▸ **PROBLEM**: Rewrite every line of the material below, multiplying each polygon coordinate by 2.1 and rounding to the nearest whole number, with halves rounded up. Leave the pictures out.

---------- DATA ROWS

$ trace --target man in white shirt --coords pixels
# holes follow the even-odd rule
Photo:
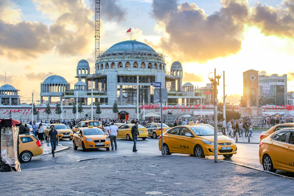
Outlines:
[[[117,136],[117,132],[118,131],[118,128],[117,126],[114,125],[113,122],[111,123],[111,126],[109,127],[108,131],[110,135],[110,145],[111,145],[111,150],[113,150],[113,142],[114,142],[114,147],[115,150],[117,150],[117,145],[116,145],[116,136]]]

--------------------

▸ **ANSWER FOR THIS EXERCISE**:
$ trace --target man in white shirt --coords pixels
# holes follow the even-odd rule
Photo:
Outlines:
[[[246,286],[246,277],[248,275],[248,269],[246,265],[239,263],[237,256],[233,258],[233,265],[229,267],[227,275],[231,284],[231,305],[233,305],[233,315],[237,315],[237,298],[239,298],[239,309],[242,315],[246,315],[246,305],[244,305],[244,286]]]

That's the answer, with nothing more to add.